Suena Cafetín de Buenos Aires en la voz de Edmundo Rivero. Servidor prefiere la versión del Feo a la de Roberto Golleneche, aunque sean muchos y muy respetables y entendidos los que defiendan el peculiar rubato que el de Urdinarrain, con autoridad sobrada, sabía imponerle a sus tangos; como preferiría, sobre el sólido aparador flanquedo de sendas sillas jacobinas que recibe a los visitantes de su casa, El aguador de Velázquez al Arlequín de Picasso. Son preferencias, y sólo preferencias que en el sentir de un servidor nada de mérito restan ni al malagueño ni al Polaco. Quedarían fuera de toda elección, sin embargo, los histrionismos de un Fernando Botero o de un Daniel Cortés quienes, cada uno en su oficio, le dan a servidor tanta grima como las películas de helicópteros.

> **FILAS SUMINISTRADAS**
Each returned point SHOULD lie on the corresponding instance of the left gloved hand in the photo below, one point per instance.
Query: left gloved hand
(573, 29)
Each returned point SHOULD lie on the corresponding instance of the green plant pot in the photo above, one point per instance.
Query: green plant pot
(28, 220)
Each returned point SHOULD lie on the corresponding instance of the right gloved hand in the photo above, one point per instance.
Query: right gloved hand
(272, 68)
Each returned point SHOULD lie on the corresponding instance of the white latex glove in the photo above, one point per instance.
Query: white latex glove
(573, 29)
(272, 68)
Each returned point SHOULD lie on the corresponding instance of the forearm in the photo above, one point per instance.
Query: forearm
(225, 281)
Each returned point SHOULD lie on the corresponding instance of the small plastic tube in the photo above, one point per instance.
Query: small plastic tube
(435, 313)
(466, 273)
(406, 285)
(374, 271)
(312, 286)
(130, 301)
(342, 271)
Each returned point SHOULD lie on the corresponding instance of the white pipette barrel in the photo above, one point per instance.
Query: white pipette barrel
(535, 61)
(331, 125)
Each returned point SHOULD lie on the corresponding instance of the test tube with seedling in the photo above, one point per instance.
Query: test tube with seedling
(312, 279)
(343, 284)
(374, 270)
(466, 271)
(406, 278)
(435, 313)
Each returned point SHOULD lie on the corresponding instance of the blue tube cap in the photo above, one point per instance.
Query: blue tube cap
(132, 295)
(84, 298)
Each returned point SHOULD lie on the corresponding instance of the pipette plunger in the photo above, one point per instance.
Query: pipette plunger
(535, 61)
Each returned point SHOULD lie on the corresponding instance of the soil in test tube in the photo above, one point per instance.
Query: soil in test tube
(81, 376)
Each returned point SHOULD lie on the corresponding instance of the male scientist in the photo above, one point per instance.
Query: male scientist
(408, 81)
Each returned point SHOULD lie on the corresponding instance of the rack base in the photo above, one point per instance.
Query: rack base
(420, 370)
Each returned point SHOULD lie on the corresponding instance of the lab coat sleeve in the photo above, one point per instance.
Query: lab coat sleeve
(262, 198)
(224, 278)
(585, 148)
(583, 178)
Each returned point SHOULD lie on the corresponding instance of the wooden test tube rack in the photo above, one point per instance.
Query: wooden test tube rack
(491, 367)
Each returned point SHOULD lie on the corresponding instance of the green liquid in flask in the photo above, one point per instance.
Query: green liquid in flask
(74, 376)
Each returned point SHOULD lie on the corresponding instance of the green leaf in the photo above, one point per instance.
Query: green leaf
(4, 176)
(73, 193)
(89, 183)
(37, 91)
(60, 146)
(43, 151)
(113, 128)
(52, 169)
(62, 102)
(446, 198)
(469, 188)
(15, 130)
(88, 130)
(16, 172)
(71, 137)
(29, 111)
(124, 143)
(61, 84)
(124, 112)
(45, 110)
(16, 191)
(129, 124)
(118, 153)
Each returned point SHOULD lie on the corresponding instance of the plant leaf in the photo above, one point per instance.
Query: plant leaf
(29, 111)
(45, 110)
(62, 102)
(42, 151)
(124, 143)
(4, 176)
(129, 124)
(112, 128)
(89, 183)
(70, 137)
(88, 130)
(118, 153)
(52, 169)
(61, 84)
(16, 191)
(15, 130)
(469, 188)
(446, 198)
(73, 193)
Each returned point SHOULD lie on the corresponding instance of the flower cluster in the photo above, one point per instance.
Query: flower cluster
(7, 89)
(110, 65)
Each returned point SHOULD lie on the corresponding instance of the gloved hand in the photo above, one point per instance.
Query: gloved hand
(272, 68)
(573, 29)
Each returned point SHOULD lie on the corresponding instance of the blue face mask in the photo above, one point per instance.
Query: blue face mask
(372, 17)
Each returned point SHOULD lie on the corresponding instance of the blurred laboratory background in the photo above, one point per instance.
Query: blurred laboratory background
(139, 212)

> **REQUISITOS DEL EJERCICIO**
[1] Imprima sin alteración alguna la parte del fragmento que se abre con las palabras que contienen "Suena Cafetín de" y se cierra con "películas de helicópteros.".
[2] Indique si cada afirmación concuerda con el fragmento, respondiendo sí o no y citando literalmente las palabras que lo deciden: (a) quien escribe preferiría El aguador de Velázquez al Arlequín de Picasso; (b) las preferencias de quien escribe restan mérito al malagueño y al Polaco; (c) los histrionismos de Fernando Botero entran en la elección de quien escribe.
[3] Enumere todas las personas que el fragmento menciona con nombre y apellido.
Las filas no intervienen en este ejercicio.

> **SOLUCIONES DEL EJERCICIO**
[1]
Suena Cafetín de Buenos Aires en la voz de Edmundo Rivero. Servidor prefiere la versión del Feo a la de Roberto Golleneche, aunque sean muchos y muy respetables y entendidos los que defiendan el peculiar rubato que el de Urdinarrain, con autoridad sobrada, sabía imponerle a sus tangos; como preferiría, sobre el sólido aparador flanquedo de sendas sillas jacobinas que recibe a los visitantes de su casa, El aguador de Velázquez al Arlequín de Picasso. Son preferencias, y sólo preferencias que en el sentir de un servidor nada de mérito restan ni al malagueño ni al Polaco. Quedarían fuera de toda elección, sin embargo, los histrionismos de un Fernando Botero o de un Daniel Cortés quienes, cada uno en su oficio, le dan a servidor tanta grima como las películas de helicópteros.

[2]
(a) Sí: "preferiría, sobre el sólido aparador flanquedo de sendas sillas jacobinas que recibe a los visitantes de su casa, El aguador de Velázquez al Arlequín de Picasso".
(b) No: "nada de mérito restan ni al malagueño ni al Polaco".
(c) No: "Quedarían fuera de toda elección, sin embargo, los histrionismos de un Fernando Botero".

[3] Edmundo Rivero, Roberto Golleneche, Fernando Botero, Daniel Cortés